Stated goal: Omit the images. Copy each entry word for word.

Pointing records:
** start **

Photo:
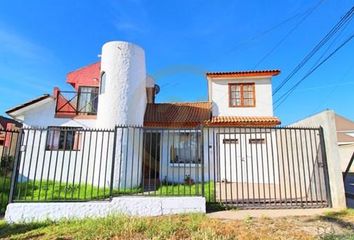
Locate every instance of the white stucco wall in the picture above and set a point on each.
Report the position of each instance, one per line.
(219, 95)
(345, 152)
(132, 206)
(245, 162)
(326, 119)
(123, 100)
(43, 116)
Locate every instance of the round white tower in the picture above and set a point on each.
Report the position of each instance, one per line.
(122, 98)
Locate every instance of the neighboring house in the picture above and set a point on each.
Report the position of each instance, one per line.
(345, 137)
(118, 91)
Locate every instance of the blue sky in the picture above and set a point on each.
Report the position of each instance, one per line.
(41, 41)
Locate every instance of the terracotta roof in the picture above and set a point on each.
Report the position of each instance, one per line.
(33, 101)
(243, 121)
(244, 73)
(343, 124)
(177, 114)
(4, 121)
(88, 75)
(344, 138)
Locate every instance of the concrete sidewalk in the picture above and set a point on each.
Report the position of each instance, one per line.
(270, 213)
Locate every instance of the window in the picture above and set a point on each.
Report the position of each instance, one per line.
(256, 140)
(242, 95)
(185, 147)
(67, 138)
(103, 83)
(88, 100)
(230, 141)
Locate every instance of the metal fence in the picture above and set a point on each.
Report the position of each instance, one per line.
(267, 167)
(8, 144)
(243, 167)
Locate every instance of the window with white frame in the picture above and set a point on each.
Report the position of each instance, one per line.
(185, 147)
(67, 138)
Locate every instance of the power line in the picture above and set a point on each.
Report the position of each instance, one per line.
(307, 14)
(344, 20)
(287, 94)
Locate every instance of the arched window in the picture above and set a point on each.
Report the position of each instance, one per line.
(103, 83)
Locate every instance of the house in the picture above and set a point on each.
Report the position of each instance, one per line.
(118, 91)
(345, 138)
(8, 139)
(109, 137)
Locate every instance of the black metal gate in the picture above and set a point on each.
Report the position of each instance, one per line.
(267, 167)
(243, 167)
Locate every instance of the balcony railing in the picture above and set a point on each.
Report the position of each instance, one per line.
(70, 103)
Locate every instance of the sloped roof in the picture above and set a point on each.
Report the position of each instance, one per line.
(88, 75)
(4, 121)
(177, 114)
(28, 103)
(244, 73)
(343, 124)
(243, 121)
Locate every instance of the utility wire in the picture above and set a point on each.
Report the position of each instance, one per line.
(307, 14)
(287, 94)
(344, 20)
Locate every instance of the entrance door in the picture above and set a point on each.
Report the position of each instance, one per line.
(151, 166)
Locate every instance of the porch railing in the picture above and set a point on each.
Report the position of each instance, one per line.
(72, 103)
(243, 167)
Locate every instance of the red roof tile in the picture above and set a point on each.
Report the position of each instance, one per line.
(243, 121)
(85, 76)
(244, 73)
(177, 114)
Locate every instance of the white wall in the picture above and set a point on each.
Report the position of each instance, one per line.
(132, 206)
(90, 165)
(326, 119)
(43, 116)
(245, 162)
(123, 100)
(345, 152)
(219, 95)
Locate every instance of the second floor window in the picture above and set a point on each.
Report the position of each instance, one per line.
(67, 138)
(88, 100)
(242, 95)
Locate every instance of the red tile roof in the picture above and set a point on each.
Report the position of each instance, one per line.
(243, 121)
(177, 114)
(243, 73)
(85, 76)
(26, 104)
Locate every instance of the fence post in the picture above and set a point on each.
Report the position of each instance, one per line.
(348, 167)
(202, 159)
(325, 167)
(113, 162)
(17, 161)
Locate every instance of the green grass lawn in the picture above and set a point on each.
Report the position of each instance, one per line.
(60, 191)
(337, 225)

** end **

Solution for this task:
Photo:
Locate every instance of the white stucco wall in the picture above and set a point on each.
Report the position of each instance, one per line.
(219, 95)
(345, 152)
(132, 206)
(245, 162)
(326, 119)
(123, 100)
(43, 116)
Locate every instance of the round white tower in the picture above and set a point on each.
Report the position of each instance, one per line.
(122, 98)
Locate every instance of the neighboring house in the picture above and set a point on each.
Report the position of each instance, one per line.
(345, 137)
(118, 91)
Locate every instance of the blue sky in the picture above and set a point on each.
Report the position of each instance, one per line.
(41, 41)
Locate every instance of the terracotta roof in the picture above and set a point on each.
Report the position of each instance, one per line.
(33, 101)
(243, 121)
(244, 73)
(343, 124)
(177, 114)
(4, 121)
(88, 75)
(344, 138)
Locate every instance of the concrete sidewalk in the picture above and set a point on each.
Report the position of each instance, one per line.
(270, 213)
Locate every instance of the window in the picture above and set a point on each.
Report the position of each instance, one per line.
(256, 140)
(242, 95)
(185, 147)
(67, 138)
(103, 83)
(88, 100)
(230, 141)
Locate every instance of the metal fence in the picture above and set a point on each.
Report the position of each instance, one per line.
(267, 167)
(8, 144)
(243, 167)
Locate every instance of the window with white frame in the picture above and set a point on each.
Report the position of each instance, one per line.
(185, 147)
(67, 138)
Locate every instance of the power line in the picture above and set a point on each.
Report the position of each instance, one per line.
(307, 14)
(344, 20)
(287, 94)
Locate every instance of the arched window in the picture above and set a point on each.
Report the position of each instance, one per line.
(103, 83)
Locate every instance of the house in the picture above and set a point on each.
Report the position of each instance, one per line.
(118, 91)
(345, 138)
(8, 139)
(109, 137)
Locate every instance of the black metal gate in the picture above and set a point on each.
Report the position of each instance, one per line.
(267, 167)
(243, 167)
Locate every instance of the balcony railing in the picture above and set a point on each.
Report the position of each instance, one per line.
(70, 103)
Locate every instance of the sloped roof in the picture above and set a point on each.
Report the position of each instance, one per line.
(88, 75)
(4, 121)
(177, 114)
(28, 103)
(244, 73)
(343, 124)
(243, 121)
Locate every instance of the utility wire in the picture above and set a point on each.
Report the position of each instance, one per line.
(307, 14)
(287, 94)
(344, 20)
Locate every instance of the entrance door in the picture above and set a point on each.
Report the position of each instance, one per line.
(151, 166)
Locate every instance of the porch railing in the picture above and set a point on each.
Report the position of each instance, one per line.
(72, 103)
(243, 167)
Locate every instance of the red roof tile in the picture above and set a point on each.
Report the position of each instance, one per line.
(243, 121)
(85, 76)
(244, 73)
(177, 114)
Locate every instance of the white wall in the picture above and set a point on each.
Report the position of each instance, one per line.
(132, 206)
(90, 165)
(326, 119)
(43, 116)
(245, 162)
(123, 100)
(345, 152)
(219, 95)
Locate every instance of the second floor window in the picture above and set a point on each.
Report the position of each instance, one per line.
(67, 138)
(88, 100)
(242, 95)
Locate every instance of the red tile roof in the picture above and set a point on each.
Report the position of each instance, one per line.
(243, 121)
(177, 114)
(243, 73)
(85, 76)
(26, 104)
Locate every instance of the fence post in the picture above and set a point on each.
Report the position of each instance, one per line.
(348, 167)
(202, 159)
(325, 167)
(113, 162)
(17, 161)
Locate every instance of the green grass lawn in the picture above and set a point on each.
Report the position of each instance, one per line.
(60, 191)
(337, 225)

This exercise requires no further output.